# Text excerpt:
-- -- --
This time last year you were declared the starter. Right now you played what, less than five quarters? Your season ended, obviously, the ankle injury was out of your control, what Brock did was out of your control, but I don't know, how do you just kind of reconcile everything?

"I mean, yeah, like I said, I just take it one day at a time. I'm very present-mind focused. Every rep, one rep at a time, one day at a time, one meeting at a time, whatever it is. I mean, I truly believe everything works out exactly how it's supposed to. So as long as I control what I can control that's all I can worry about."

Are you more comfortable and do you think you're a better player since you've been here?

"Yeah, night and day. Yeah. In all the ways. The game slowed down a lot. Just continue to get better though."

Do you do any mindfulness work or anything like that?

"Yeah, a lot of breathing, a lot of meditation, a lot of just present mind focus and journaling, things like that. Just to keep myself, you know, keeping it one day at a time. And if I do that, it's not too hard to stay positive. I'm pretty blessed to be in this position to have this opportunity."

I think you talked a lot in the spring about the finger and how it kind of affected things mechanically and all that. How have you reached a point of where you're kind of just able to repeat the mechanics that you want and getting rid of whatever you had to do to kind of get by?

"Just reps. I think this offseason is probably the most I've ever thrown maybe in my life with no arm pain, no anything like that. So definitely just reps, as many reps as I could possibly get this offseason, throwing as many days as I could. That's what I try to do and just try to get better, one percent every day."

You find it that you've reached the point of just muscle memory? Like would you go back and watch tape of yourself throwing?

"It's more my feet, honestly, than anything from the last couple of years. But yeah, no, I don't find myself liking to watch the mechanics side of the last couple of years reps. I feel like I'm in a much, much better place now. For sure."

You said no arm pain. Do you think that that is mechanics related, that your mechanics are good now that you're not having soreness?

"I think, yeah, with the volume I've been able to throw, I think it's more a mechanic thing than anything. Like I said, the past was the past of just probably throwing too much."

Did you know about QB Sam Darnold before you became teammates and what have you learned about him since?

"We had met actually when I was coming out pre-draft before the draft because he does something with the agency tie. So, we met and been to dinner and hung out. And I know he's good friends with [Buffalo Bills quarterback] Josh [Allen] and [Buffalo Bills quarterback] Kyle Allen as well. So, we had met down in Orange County and hung out. So, I knew he was a great dude. I had been around him a few times, so I didn't know a whole lot, obviously, I'd seen him play and knew where he was drafted and everything like that and knew he had been put in tough situations in his career but knew he was a great person. So, I was super excited when Kyle told me that he was coming."

Deebo talked about you having more touches and sometimes your fastballs were fast at times, but would you agree with that? And I guess what was the evolution of, okay, this requires more touch?
-- -- --
# Stored rows:
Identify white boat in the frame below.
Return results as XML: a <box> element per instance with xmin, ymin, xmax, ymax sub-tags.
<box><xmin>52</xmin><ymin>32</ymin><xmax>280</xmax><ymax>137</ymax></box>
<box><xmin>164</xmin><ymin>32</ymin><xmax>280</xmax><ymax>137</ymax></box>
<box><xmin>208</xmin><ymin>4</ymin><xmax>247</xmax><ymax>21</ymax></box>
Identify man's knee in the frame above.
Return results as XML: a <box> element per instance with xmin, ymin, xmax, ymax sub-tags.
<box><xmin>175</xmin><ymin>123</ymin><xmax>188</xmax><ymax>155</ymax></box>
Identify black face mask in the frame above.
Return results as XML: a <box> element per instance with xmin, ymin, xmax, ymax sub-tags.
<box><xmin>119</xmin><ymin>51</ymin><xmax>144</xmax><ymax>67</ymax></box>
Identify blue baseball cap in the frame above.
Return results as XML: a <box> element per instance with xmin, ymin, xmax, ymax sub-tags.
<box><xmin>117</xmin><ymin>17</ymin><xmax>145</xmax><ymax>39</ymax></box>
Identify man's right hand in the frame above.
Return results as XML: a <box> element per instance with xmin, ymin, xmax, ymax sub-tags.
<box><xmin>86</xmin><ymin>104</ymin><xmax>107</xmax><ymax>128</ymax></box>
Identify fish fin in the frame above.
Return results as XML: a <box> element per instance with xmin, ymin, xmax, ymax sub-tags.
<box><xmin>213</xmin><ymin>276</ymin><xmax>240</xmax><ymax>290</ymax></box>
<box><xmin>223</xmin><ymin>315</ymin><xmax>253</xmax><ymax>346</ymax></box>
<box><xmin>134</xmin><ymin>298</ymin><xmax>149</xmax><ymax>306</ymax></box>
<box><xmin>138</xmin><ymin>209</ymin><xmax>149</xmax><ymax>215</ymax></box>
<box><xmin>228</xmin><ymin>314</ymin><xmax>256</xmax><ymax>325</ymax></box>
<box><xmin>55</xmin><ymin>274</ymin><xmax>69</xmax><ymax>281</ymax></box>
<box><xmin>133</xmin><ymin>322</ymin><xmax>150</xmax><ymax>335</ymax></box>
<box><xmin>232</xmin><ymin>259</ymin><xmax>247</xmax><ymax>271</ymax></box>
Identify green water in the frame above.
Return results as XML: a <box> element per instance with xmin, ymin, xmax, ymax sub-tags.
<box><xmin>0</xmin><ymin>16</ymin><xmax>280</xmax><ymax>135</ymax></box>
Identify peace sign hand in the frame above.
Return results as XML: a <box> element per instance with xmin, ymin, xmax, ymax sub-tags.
-- -- --
# Your tasks:
[A] Name each practice the player lists in the quarterback interview when asked about mindfulness work.
[B] Pick up the quarterback interview from where it stops, continuing after its final question.

# Answers in order:
[A] Breathing, meditation, present mind focus, and journaling.

[B]
"I think just reps, trust, everything I did this offseason, just being more comfortable, changing my ball path a little bit. But yeah, I think coming in a lot better spot as far as just throwing and playing football and playing quarterback."

When you're running, like you scrambled out on one play today, is there any extra sense of appreciation for being able to do it considering an injury you've had to come off in rehab?

"Yeah, absolutely. I'd be lying if I said I thought I'd feel as good as I do. Going back to OTAs and especially now I thought I'd have at least a setback but thankfully, knock on wood, haven't had anything. So yeah, definitely very thankful for that."

QB Sam Darnold


How do you look at the first three days of camp and are you doing what you want to do at this point?

"Yeah, I think obviously there's some corrections to be made and just got to continue to feel more and more comfortable every single day. But I think it's continuing to challenge myself, just studying as much as I can, before and after practice. But yeah, I feel like these past three days have been pretty good. Obviously they can be better, but doing everything I can to put myself in a good position during practice."

When you go back and watch it, is the ball going where it should be? How's your decision making, your thought process, how you're seeing things?

"Yeah, I'm happy with the decision making. Again, the way that we talk about our reads in the QB room, it's very clean. So feel like I'm happy with the decision making. I feel like a couple balls could have been better throughout these last three days. But yeah, that's just the beginning of camp and continue to iron it out and get better throughout the camp."

You're going against the second team defense. Defensive Coordinator Steve Wilks was talking about the depth of that unit yesterday and how good it is. Can you tell

that from the pressure or just the speed of the backups?

"Yeah, no doubt. I think the way that, just the example that [LB] Fred [Warner] and [LB] Dre [Greenlaw] set for the backers and then obviously the front, no matter whether it's with the ones, the twos or the threes, the offensive line and the defensive line continue to push each other every single day. And the tempo's been really good. The effort's been really good. You see it on tape. So I know those guys can't wait to get in pads here pretty soon. But yeah, between the ones, the twos and the threes, obviously it is tough sometimes to tell a difference."

You had a real nice ball to WR Ray-Ray McCloud III down the sideline. How long does it take you before you feel like you've got a good feel for each one of your receivers and how they like to run their routes?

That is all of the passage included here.